Exercise brief: Copy out all the data below, substituting "draw the boundary" for every occurrence of "trace the outline" and leaving everything else unchanged. Omit the pictures from your copy.

::: Raw data :::

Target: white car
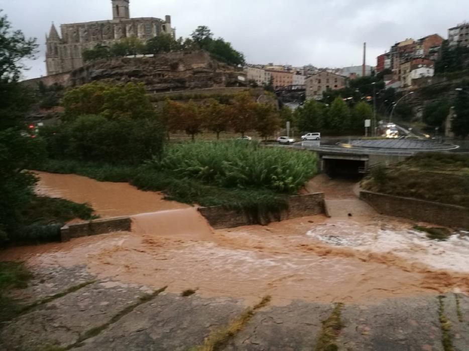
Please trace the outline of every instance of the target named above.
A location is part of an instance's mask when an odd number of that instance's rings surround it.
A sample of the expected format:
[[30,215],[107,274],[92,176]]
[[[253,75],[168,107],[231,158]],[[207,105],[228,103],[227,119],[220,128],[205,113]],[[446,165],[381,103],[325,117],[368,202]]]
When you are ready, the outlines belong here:
[[321,140],[320,133],[308,133],[301,137],[303,140]]
[[290,144],[295,142],[295,139],[289,138],[288,136],[279,136],[277,138],[279,144]]

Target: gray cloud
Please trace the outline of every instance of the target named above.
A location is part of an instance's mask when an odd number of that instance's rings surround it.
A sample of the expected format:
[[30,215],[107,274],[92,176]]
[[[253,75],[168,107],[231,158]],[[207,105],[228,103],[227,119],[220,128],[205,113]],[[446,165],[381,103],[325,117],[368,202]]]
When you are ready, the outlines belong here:
[[[45,74],[44,36],[57,25],[109,19],[108,0],[0,0],[14,28],[38,38],[38,59],[27,78]],[[171,15],[177,35],[208,26],[253,63],[296,66],[359,65],[368,43],[367,63],[397,41],[438,33],[465,19],[467,0],[131,0],[133,17]]]

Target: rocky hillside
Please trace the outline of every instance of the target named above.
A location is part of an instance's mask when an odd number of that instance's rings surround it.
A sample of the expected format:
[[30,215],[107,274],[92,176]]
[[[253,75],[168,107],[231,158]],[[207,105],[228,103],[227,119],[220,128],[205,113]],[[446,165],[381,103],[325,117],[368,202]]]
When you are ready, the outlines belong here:
[[213,59],[208,53],[188,51],[95,61],[73,71],[69,85],[96,80],[141,82],[156,92],[238,86],[244,76],[242,71]]

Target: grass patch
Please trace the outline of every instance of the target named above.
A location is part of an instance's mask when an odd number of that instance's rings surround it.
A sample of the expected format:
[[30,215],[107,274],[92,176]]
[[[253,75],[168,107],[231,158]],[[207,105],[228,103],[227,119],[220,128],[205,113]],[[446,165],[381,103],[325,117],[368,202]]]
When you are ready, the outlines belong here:
[[454,294],[454,298],[456,299],[456,314],[457,314],[457,319],[462,323],[464,320],[462,318],[462,311],[461,310],[459,297],[457,296],[457,294]]
[[376,193],[469,208],[469,156],[419,153],[388,167],[374,167],[362,187]]
[[317,338],[314,351],[336,351],[338,346],[335,340],[342,329],[342,324],[340,319],[342,303],[336,303],[329,317],[322,322],[322,328]]
[[[189,146],[196,143],[191,143]],[[204,143],[204,144],[207,143]],[[230,144],[230,143],[226,143]],[[249,144],[243,143],[245,146],[242,147],[246,147],[246,144]],[[181,154],[183,156],[179,160],[183,162],[182,159],[185,157],[184,155],[189,152],[188,148],[184,147]],[[263,151],[260,151],[261,153],[257,157],[261,158],[261,155],[270,155],[272,157],[269,159],[270,163],[268,165],[260,163],[261,166],[257,166],[255,169],[251,169],[251,166],[247,163],[242,165],[244,164],[242,160],[238,159],[237,166],[246,168],[241,173],[237,172],[228,160],[224,160],[219,157],[213,160],[211,165],[206,164],[211,162],[208,156],[214,157],[213,150],[212,154],[206,155],[207,158],[200,161],[198,166],[194,165],[195,163],[191,163],[191,165],[181,165],[181,167],[185,167],[184,172],[175,168],[175,161],[173,168],[170,168],[169,164],[165,163],[168,167],[163,167],[162,163],[158,163],[156,160],[137,167],[49,160],[40,170],[55,173],[75,173],[99,181],[128,182],[143,191],[161,191],[167,200],[189,204],[197,204],[204,207],[222,206],[227,210],[234,210],[244,213],[253,224],[266,224],[272,220],[279,219],[281,212],[288,209],[289,192],[296,193],[297,186],[300,185],[302,186],[305,180],[309,180],[310,177],[315,174],[316,156],[312,152],[279,150],[275,148],[263,148],[258,146],[253,147],[276,152],[272,154],[268,153],[264,154],[262,153]],[[223,146],[224,152],[227,152],[228,148],[226,146]],[[181,151],[178,147],[176,149]],[[250,149],[245,149],[243,155],[249,153]],[[203,150],[199,151],[201,154],[204,154]],[[282,155],[280,158],[274,157],[277,153]],[[306,162],[309,164],[307,166],[309,169],[307,171],[291,173],[289,171],[284,171],[282,167],[277,167],[276,165],[282,164],[285,160],[282,157],[295,158],[296,155],[301,154],[307,155],[307,160],[309,160],[308,162]],[[224,156],[223,154],[221,156]],[[171,159],[174,160],[174,158]],[[302,160],[303,158],[300,157],[297,161],[301,163],[303,162]],[[194,160],[193,162],[196,163],[199,160]],[[290,165],[287,168],[293,166],[291,163],[288,164]],[[264,167],[266,167],[265,169],[263,169]],[[228,171],[228,169],[232,170]],[[250,173],[252,173],[251,176],[248,176]],[[283,174],[281,177],[279,176],[280,173]],[[249,182],[243,181],[250,177],[251,180]],[[283,191],[281,191],[281,189]]]
[[416,224],[413,228],[419,232],[426,233],[427,237],[432,240],[444,241],[451,236],[451,232],[444,228],[427,228]]
[[438,297],[439,302],[438,314],[441,329],[441,343],[443,344],[443,349],[444,351],[454,351],[452,337],[451,335],[451,321],[444,314],[444,298],[445,297],[443,296]]
[[188,289],[187,290],[185,290],[184,291],[181,293],[181,296],[183,297],[190,296],[191,295],[193,295],[197,291],[197,289],[194,290],[193,289]]
[[228,340],[246,326],[257,310],[265,306],[271,299],[264,296],[259,303],[246,309],[229,324],[212,331],[203,341],[203,343],[191,349],[192,351],[216,351],[225,346]]
[[20,302],[8,296],[11,289],[24,289],[33,275],[23,262],[0,262],[0,322],[21,312]]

:::

Result for this exercise:
Target: white car
Please draw the boundary of every instance of the target named above.
A location is part of an instance's mask when an odd number of that instance's rings surround it.
A sample of the expected format:
[[30,215],[107,274],[92,176]]
[[[253,75],[168,107],[231,158]],[[207,105],[228,103],[227,119],[220,128],[205,113]],[[446,165],[381,103],[325,117],[368,202]]]
When you are ready, the outlines belong here:
[[321,140],[320,133],[308,133],[301,137],[303,140]]
[[290,144],[295,142],[295,139],[289,138],[288,136],[279,136],[277,138],[279,144]]

Target: gray cloud
Please draw the boundary of every instance of the target named above.
A location is part of an instance's mask when an odd number of that instance's rings surround it.
A sample of the expected format:
[[30,215],[107,274],[92,176]]
[[[253,75],[168,107],[231,158]],[[207,105],[228,103],[227,119],[220,128],[205,113]],[[446,165],[381,103],[325,117],[368,202]]]
When you are ready, the outlines belong here:
[[[45,74],[44,36],[57,25],[109,19],[108,0],[0,0],[14,28],[38,38],[38,59],[27,78]],[[171,15],[177,35],[208,26],[253,63],[296,66],[359,65],[368,43],[367,63],[397,41],[438,33],[465,19],[467,0],[131,0],[133,17]]]

Target: rocky hillside
Please draw the boundary of every instance of the target named above.
A location is part of an instance's mask when an odd number of that instance's rings surround it.
A sample of the expected format:
[[30,215],[107,274],[92,176]]
[[[253,75],[168,107],[231,158]],[[207,105],[228,103],[227,119],[220,128],[205,113]],[[446,165],[381,103],[325,117],[368,202]]]
When you are ready, the outlines belong here:
[[213,59],[208,53],[188,51],[95,61],[73,71],[69,85],[96,80],[141,82],[156,92],[238,86],[244,76],[242,71]]

Target: grass patch
Please draw the boundary of every instance of the target named above.
A location is part of an instance's mask when an odd number of that instance's rings surround it.
A sample of the expected format:
[[30,215],[107,274],[92,176]]
[[[253,75],[168,107],[231,158]],[[207,105],[228,103],[227,119],[220,128],[205,113]],[[446,165],[381,103],[325,117],[368,202]]]
When you are ready, the outlines belong here:
[[454,294],[454,298],[456,299],[456,314],[457,314],[457,319],[462,323],[464,320],[462,318],[462,311],[461,310],[459,297],[457,296],[457,294]]
[[376,193],[469,208],[469,156],[419,153],[388,167],[374,167],[362,187]]
[[317,338],[314,351],[336,351],[338,346],[335,340],[342,329],[342,324],[340,319],[342,303],[336,303],[329,317],[322,322],[322,328]]
[[[189,146],[196,143],[191,143]],[[204,143],[204,144],[207,143]],[[230,144],[230,143],[226,143]],[[249,144],[243,143],[245,146],[242,147],[246,147],[246,144]],[[181,154],[183,156],[179,160],[183,162],[182,159],[185,157],[184,155],[189,152],[188,148],[184,147]],[[263,151],[260,151],[261,153],[257,157],[261,158],[261,155],[270,155],[272,157],[269,159],[270,163],[268,165],[260,163],[261,166],[257,166],[255,169],[251,169],[251,166],[247,163],[242,165],[244,164],[242,160],[238,159],[237,166],[246,168],[241,173],[237,172],[228,160],[224,160],[219,157],[213,160],[211,165],[206,164],[211,162],[208,156],[214,157],[213,150],[212,154],[206,155],[207,158],[200,161],[198,166],[194,165],[195,163],[191,163],[191,165],[181,165],[181,167],[185,167],[184,172],[175,168],[175,161],[173,168],[170,168],[169,164],[165,163],[168,167],[163,167],[162,163],[158,163],[156,160],[137,167],[49,160],[40,170],[55,173],[75,173],[99,181],[128,182],[143,191],[161,191],[167,200],[189,204],[197,204],[204,207],[222,206],[227,210],[234,210],[244,213],[253,224],[266,224],[272,220],[279,219],[281,212],[288,209],[289,192],[296,193],[297,186],[300,185],[302,186],[305,180],[309,180],[310,177],[315,174],[316,156],[312,152],[279,150],[275,148],[263,148],[258,146],[253,147],[276,152],[272,154],[268,153],[264,154],[262,153]],[[223,146],[224,152],[227,152],[228,148],[226,146]],[[181,151],[178,147],[176,149]],[[250,149],[245,149],[243,155],[249,153]],[[203,150],[199,151],[201,154],[204,154]],[[282,155],[280,158],[274,157],[277,153]],[[306,162],[309,164],[307,166],[309,169],[307,171],[291,173],[289,171],[284,171],[282,167],[277,167],[276,165],[282,164],[285,160],[282,157],[295,158],[296,155],[301,154],[307,155],[307,160],[309,160],[308,162]],[[224,156],[223,154],[221,156]],[[171,159],[174,160],[174,158]],[[302,160],[303,158],[300,157],[297,161],[301,163],[303,162]],[[194,160],[193,162],[196,163],[199,160]],[[290,165],[287,168],[293,166],[291,163],[288,164]],[[264,167],[266,167],[265,169],[263,169]],[[228,171],[228,169],[232,170]],[[250,173],[252,173],[251,176],[248,176]],[[283,174],[281,177],[279,176],[280,173]],[[249,182],[243,181],[250,177],[251,180]],[[283,191],[281,191],[281,189]]]
[[416,224],[413,228],[419,232],[426,233],[427,237],[432,240],[444,241],[451,236],[451,232],[444,228],[427,228]]
[[438,297],[439,302],[438,314],[441,329],[441,343],[443,344],[443,349],[444,351],[454,351],[452,337],[451,335],[451,321],[444,314],[444,298],[445,297],[443,296]]
[[188,289],[187,290],[185,290],[184,291],[181,293],[181,296],[183,297],[190,296],[191,295],[193,295],[197,291],[197,289],[194,290],[193,289]]
[[228,340],[246,326],[257,310],[265,306],[271,299],[264,296],[259,303],[246,309],[229,324],[212,331],[203,341],[203,343],[191,349],[192,351],[216,351],[225,346]]
[[20,302],[8,296],[11,289],[24,289],[33,275],[23,262],[0,262],[0,322],[21,312]]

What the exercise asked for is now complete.